### About this exercise
In the listing below, locate the line that contains "of the cheek?" and the line that contains "the girl's arm?". Restate word for word those two lines and every line between them, and nothing else.

### Given data
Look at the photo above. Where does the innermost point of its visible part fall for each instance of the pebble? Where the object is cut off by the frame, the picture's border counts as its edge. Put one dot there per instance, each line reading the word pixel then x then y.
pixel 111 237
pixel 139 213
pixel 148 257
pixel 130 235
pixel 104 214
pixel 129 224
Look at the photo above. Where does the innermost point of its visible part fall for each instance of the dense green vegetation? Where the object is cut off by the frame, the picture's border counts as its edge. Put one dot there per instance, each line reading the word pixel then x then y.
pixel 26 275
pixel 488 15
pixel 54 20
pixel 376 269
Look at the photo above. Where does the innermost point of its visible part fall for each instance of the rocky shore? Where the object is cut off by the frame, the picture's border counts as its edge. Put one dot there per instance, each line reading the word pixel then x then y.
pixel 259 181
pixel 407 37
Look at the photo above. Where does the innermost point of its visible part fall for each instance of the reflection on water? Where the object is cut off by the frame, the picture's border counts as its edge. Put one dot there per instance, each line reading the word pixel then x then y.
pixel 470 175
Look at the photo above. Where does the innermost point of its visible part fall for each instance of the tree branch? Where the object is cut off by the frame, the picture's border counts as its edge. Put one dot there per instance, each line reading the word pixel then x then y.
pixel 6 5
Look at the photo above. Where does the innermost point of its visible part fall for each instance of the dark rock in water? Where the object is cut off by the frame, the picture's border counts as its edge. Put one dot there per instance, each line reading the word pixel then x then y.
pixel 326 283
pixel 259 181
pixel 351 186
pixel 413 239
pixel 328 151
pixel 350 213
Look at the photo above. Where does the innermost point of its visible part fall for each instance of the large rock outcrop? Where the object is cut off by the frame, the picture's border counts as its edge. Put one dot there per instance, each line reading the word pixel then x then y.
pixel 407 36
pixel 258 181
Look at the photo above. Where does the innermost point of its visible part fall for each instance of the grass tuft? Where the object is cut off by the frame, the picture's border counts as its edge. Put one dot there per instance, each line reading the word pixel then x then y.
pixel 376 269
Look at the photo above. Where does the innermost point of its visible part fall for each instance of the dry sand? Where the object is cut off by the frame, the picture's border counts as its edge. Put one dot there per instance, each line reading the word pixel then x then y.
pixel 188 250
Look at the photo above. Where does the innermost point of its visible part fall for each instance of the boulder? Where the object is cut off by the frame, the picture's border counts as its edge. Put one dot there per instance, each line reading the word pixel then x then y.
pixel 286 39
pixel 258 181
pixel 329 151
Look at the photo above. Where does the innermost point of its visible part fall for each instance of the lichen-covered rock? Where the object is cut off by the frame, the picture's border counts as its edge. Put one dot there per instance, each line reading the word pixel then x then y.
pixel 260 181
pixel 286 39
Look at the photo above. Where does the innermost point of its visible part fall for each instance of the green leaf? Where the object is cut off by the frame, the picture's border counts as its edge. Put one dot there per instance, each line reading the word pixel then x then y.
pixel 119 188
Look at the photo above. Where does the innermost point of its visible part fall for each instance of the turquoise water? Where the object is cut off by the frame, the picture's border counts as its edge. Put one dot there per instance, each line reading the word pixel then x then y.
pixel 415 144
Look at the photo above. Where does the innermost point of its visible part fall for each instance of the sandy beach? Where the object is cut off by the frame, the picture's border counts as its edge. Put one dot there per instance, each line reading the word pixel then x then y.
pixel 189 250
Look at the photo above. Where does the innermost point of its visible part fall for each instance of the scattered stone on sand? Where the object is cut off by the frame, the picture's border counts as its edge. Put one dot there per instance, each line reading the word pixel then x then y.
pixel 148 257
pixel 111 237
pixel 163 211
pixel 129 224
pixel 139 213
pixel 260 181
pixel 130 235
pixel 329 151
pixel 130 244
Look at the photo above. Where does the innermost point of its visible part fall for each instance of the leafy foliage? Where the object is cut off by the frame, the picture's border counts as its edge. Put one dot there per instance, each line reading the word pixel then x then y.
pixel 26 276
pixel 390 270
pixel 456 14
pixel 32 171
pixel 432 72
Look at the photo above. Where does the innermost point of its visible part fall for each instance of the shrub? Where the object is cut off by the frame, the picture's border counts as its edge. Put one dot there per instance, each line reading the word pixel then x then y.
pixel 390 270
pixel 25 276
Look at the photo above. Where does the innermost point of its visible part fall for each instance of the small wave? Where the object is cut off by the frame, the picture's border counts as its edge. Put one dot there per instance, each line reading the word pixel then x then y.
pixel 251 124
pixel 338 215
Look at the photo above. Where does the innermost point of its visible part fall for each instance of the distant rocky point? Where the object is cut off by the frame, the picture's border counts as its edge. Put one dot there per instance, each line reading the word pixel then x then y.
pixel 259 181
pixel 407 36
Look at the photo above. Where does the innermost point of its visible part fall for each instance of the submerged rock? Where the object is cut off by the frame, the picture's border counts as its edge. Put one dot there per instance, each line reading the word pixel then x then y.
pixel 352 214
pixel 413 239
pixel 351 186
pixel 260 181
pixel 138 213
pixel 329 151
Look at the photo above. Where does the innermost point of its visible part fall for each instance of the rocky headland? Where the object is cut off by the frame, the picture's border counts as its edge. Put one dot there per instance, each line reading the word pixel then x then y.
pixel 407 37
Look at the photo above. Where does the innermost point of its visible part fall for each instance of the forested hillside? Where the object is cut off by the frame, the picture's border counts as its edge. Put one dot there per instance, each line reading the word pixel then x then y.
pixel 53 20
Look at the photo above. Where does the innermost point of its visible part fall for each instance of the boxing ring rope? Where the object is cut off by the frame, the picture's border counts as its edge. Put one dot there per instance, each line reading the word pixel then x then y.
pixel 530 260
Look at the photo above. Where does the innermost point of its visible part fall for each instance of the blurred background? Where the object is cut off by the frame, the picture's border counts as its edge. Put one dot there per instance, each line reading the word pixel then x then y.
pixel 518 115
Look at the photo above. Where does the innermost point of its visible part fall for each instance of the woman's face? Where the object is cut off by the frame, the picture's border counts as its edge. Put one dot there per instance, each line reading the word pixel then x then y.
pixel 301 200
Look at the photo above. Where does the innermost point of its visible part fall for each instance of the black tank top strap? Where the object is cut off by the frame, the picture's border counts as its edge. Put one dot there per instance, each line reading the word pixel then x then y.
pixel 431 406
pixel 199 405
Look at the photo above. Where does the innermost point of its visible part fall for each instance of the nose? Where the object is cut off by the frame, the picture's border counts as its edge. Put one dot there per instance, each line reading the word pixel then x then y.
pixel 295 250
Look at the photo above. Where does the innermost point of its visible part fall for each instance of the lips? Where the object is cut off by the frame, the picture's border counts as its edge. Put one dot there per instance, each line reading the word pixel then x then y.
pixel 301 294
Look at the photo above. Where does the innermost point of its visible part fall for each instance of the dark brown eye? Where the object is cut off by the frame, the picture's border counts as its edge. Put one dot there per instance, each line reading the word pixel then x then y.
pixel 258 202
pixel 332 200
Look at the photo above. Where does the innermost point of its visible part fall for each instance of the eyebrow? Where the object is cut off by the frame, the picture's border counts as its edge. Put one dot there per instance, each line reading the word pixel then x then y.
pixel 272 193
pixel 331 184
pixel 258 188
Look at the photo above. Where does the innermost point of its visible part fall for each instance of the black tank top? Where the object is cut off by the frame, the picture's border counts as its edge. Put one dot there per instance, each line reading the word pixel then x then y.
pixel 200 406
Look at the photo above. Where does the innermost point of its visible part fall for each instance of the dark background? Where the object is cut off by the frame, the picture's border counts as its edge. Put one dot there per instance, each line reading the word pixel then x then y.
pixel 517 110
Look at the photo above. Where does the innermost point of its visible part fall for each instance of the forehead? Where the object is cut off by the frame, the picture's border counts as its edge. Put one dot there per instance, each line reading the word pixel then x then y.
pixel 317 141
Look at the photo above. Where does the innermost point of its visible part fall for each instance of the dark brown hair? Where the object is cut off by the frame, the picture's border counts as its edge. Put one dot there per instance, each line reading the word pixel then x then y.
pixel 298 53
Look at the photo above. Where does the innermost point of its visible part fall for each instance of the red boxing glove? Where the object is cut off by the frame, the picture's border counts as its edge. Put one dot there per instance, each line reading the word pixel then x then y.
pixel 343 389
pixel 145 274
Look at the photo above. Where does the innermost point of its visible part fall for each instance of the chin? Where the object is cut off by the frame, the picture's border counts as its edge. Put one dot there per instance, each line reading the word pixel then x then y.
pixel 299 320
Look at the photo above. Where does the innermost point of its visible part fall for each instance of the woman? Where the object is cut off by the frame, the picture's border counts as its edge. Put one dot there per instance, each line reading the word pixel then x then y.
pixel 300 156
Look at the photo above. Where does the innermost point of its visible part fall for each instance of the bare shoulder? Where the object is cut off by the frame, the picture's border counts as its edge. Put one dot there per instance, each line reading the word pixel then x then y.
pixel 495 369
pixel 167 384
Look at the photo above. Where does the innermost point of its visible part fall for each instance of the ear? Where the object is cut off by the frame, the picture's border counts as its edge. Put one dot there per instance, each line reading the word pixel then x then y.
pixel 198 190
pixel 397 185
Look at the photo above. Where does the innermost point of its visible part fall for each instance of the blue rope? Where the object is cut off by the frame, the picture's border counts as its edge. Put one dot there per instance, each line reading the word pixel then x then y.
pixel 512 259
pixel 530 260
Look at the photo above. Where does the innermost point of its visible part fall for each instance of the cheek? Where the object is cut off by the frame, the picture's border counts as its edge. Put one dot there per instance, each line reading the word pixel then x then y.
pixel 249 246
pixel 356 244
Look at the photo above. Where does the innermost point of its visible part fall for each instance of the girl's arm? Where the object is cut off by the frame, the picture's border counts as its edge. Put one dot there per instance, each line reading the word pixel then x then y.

==

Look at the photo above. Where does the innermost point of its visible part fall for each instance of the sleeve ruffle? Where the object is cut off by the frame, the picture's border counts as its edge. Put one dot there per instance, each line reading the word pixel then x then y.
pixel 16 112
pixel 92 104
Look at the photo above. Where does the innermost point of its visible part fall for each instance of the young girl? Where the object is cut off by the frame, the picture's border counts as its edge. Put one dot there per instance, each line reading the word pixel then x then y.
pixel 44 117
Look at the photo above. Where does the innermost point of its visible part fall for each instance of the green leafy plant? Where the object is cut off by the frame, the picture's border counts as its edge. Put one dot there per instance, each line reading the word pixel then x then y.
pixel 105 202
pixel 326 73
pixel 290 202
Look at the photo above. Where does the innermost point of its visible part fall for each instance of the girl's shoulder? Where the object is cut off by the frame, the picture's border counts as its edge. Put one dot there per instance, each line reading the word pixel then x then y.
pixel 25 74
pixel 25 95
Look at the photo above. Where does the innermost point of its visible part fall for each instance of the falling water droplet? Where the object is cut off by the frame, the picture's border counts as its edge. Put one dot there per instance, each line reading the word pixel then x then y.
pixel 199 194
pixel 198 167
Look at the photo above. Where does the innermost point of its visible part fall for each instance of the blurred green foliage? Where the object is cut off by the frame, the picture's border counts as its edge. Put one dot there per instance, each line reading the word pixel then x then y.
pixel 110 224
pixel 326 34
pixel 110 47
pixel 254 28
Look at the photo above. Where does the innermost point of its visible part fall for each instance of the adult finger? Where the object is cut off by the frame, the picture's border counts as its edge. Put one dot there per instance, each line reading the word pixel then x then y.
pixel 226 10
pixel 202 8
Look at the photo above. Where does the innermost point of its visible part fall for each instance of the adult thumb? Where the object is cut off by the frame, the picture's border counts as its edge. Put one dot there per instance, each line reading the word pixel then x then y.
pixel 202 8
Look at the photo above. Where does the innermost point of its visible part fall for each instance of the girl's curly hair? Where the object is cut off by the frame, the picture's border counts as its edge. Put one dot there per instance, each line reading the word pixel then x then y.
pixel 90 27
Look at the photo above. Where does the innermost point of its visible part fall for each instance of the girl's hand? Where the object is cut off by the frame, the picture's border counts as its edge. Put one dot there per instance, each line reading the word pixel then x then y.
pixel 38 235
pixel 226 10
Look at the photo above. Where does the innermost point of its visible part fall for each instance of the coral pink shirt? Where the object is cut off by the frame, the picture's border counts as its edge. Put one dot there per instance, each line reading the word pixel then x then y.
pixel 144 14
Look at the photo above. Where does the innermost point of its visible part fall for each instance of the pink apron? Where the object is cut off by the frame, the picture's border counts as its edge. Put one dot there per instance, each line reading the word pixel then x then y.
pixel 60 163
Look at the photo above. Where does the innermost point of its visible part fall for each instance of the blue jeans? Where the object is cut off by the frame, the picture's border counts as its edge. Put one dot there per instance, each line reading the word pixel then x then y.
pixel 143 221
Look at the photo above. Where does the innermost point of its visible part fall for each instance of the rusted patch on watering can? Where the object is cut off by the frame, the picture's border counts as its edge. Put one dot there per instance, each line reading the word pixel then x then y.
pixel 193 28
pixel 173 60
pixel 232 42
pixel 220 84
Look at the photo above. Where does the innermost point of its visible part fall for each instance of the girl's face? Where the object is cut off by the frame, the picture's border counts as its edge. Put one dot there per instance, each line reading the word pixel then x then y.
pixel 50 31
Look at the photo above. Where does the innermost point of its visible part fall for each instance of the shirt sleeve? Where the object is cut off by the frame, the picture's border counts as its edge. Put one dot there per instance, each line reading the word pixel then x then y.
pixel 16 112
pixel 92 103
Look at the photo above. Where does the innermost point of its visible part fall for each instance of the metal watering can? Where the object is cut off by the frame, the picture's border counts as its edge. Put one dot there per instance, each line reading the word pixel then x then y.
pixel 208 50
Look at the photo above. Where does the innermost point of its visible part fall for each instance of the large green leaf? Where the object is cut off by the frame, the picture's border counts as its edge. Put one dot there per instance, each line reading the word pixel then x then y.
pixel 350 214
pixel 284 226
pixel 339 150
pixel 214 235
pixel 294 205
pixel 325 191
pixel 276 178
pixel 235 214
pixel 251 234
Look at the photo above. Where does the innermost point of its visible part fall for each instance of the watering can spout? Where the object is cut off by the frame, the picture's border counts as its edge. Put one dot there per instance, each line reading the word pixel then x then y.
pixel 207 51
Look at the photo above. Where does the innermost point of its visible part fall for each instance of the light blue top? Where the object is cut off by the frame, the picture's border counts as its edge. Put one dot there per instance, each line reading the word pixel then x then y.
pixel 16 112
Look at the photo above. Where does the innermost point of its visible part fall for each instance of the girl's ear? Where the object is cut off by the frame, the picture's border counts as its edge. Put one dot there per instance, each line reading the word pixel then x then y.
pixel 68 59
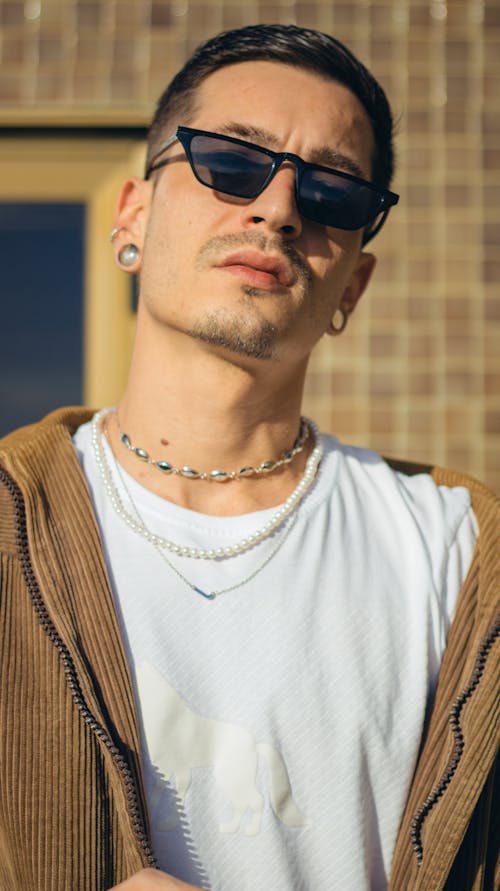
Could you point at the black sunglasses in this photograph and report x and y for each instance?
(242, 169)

### Result of this task
Look at the photo above. Where does the innermost point of its visible part fall for each instance of the cheek? Where the object is cut off by the frame, the picture's border counts as its edge. Put one dot there per instance, each line reading the word pixel then x then y.
pixel 249 246
pixel 356 244
Look at the photo above. Where does the innermost point of its visible part fall for each instance of the girl's arm? Where the object is cut off by the frame, the picture's border counts as its edge. Put one dot there per instance, each line reading the word pixel then x then y.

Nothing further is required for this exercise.